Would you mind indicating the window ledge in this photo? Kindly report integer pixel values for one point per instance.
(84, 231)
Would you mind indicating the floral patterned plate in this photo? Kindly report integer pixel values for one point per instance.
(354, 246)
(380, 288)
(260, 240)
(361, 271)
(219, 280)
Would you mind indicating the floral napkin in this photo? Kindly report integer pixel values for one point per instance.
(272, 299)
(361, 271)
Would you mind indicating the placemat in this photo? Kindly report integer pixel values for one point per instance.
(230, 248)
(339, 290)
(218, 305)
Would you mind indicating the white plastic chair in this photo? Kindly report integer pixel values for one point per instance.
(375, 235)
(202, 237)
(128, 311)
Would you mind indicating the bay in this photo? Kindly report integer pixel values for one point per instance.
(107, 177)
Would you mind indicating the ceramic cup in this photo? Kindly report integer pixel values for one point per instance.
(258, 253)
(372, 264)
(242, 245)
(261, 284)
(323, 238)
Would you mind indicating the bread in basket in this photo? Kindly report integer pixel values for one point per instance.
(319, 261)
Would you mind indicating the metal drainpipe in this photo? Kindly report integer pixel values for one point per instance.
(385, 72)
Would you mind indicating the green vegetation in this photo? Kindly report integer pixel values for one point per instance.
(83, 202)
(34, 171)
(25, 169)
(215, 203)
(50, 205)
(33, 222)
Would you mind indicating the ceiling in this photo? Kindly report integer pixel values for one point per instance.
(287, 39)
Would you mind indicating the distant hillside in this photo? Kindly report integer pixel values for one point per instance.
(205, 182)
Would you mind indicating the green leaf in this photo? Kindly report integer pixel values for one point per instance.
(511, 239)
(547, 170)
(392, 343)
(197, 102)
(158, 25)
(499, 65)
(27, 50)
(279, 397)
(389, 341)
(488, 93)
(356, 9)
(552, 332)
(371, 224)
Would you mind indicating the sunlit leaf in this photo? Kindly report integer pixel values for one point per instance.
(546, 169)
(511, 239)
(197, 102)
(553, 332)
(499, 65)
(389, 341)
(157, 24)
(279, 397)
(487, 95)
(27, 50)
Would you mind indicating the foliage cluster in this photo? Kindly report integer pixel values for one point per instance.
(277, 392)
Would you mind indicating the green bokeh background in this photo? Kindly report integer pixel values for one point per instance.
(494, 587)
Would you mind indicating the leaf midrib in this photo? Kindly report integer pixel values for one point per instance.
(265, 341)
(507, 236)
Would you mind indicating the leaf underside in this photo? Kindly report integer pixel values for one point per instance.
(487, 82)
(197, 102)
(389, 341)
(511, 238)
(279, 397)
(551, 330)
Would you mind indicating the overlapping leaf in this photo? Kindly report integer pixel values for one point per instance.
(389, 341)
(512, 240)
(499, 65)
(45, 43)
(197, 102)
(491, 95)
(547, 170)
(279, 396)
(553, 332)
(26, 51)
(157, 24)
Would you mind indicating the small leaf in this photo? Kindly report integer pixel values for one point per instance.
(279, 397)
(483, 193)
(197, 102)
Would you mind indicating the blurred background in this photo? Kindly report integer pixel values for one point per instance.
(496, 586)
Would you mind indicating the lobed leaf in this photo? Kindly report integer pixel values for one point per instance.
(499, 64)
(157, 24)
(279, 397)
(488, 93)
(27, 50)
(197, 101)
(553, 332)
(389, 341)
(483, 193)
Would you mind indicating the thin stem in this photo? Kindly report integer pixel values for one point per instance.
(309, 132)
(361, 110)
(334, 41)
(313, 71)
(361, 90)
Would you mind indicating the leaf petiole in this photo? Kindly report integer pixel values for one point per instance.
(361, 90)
===============
[PROBLEM DESCRIPTION] Reproduce the full listing exactly.

[SOLUTION BELOW]
Would you mind indicating the window ledge in this photo? Kindly report integer pixel values for one point per instance.
(84, 231)
Would you mind indicating the floral patterned plate in this photo? Kindly report integer pixel values for one point per instance.
(354, 246)
(380, 288)
(260, 240)
(361, 271)
(219, 280)
Would you mind indicating the floral napkin in this photo? Kindly report integer pixel values for one point per instance.
(272, 299)
(361, 271)
Would you mind indicating the placemat in this photo? Kindly report integer pixel values for one point per instance.
(230, 248)
(339, 290)
(218, 305)
Would you mind indicating the white plastic chair in this photo? Kindly report integer pixel values for one point per instance.
(375, 235)
(202, 237)
(128, 311)
Would you mind indicating the bay in this photo? Kindly report integer pixel values for one point per instance.
(107, 177)
Would you mind indicating the ceramic cup in this photo? Kindly report integer pixel values for one point per instance.
(258, 253)
(372, 264)
(242, 245)
(261, 284)
(323, 238)
Would you mind indicating the bread in basket in this photo? Kindly report integer pixel values for one point per instance.
(319, 261)
Would you mind indicating the metal drainpipe in this photo? Kindly report integer pixel values for one point per instance.
(385, 72)
Would you mind indicating the green vegetation in this photo? Kindly report integer pixel values for one point per instance.
(83, 202)
(34, 171)
(25, 169)
(215, 203)
(50, 205)
(33, 222)
Would you mind indicating the ceiling in this photo? Kindly report integer pixel values for one point per instance.
(287, 39)
Would you mind indicating the distant hillside in this photo? Kindly report integer pixel values for one point per instance.
(205, 182)
Would you mind indicating the green leaf in this photo? Kindly report integer pixel values for one point per instance.
(511, 239)
(547, 170)
(392, 343)
(197, 102)
(158, 25)
(499, 65)
(27, 50)
(279, 397)
(389, 341)
(488, 93)
(356, 9)
(552, 332)
(371, 224)
Would you mind indicating the sunlit leaf in this photo? Kindly report integer pixel values for one point per instance.
(546, 169)
(511, 239)
(197, 102)
(553, 332)
(499, 65)
(389, 341)
(157, 24)
(279, 397)
(487, 95)
(27, 50)
Would you mind indicating the foliage cluster in this photo? Kindly report integer pixel values for one point per instance.
(277, 392)
Would you mind indicating the green bokeh background in this photo? Kindly report integer pixel values for one point per instance.
(494, 587)
Would you mind indicating the leaf midrib in this photo? Kindly report integer pixel values for one point per instance.
(265, 341)
(507, 236)
Would you mind indicating the leaf underside in this photo? Kindly report integer pixel values for one point per instance.
(487, 82)
(197, 102)
(389, 341)
(511, 238)
(279, 397)
(551, 330)
Would you mind indicating the overlapping leaf in this photo? Kindly report integer pixel values for one point per instance.
(389, 341)
(512, 240)
(499, 65)
(45, 43)
(197, 102)
(491, 95)
(547, 170)
(279, 396)
(553, 332)
(26, 51)
(157, 24)
Would you mind indicating the small leaf in this photo? Kindly report integer pixel values for one point per instance.
(279, 397)
(483, 193)
(197, 102)
Would you mind indicating the blurred background in this photo? Kindly report integer pixel values for one point per instance.
(496, 586)
Would you mind indicating the lobed leaf in this photo? Kindly report integer pixel values for one point per instance.
(499, 64)
(157, 24)
(279, 397)
(488, 93)
(27, 50)
(197, 101)
(553, 332)
(389, 341)
(483, 193)
Would you mind indicating the thin stem in this photo? Kindly report integer pixel values for one point per instance.
(309, 132)
(361, 110)
(334, 41)
(313, 71)
(361, 90)
Would you mind indicating the leaf petiole in this photo? Kindly report integer pixel values for one point per instance.
(361, 90)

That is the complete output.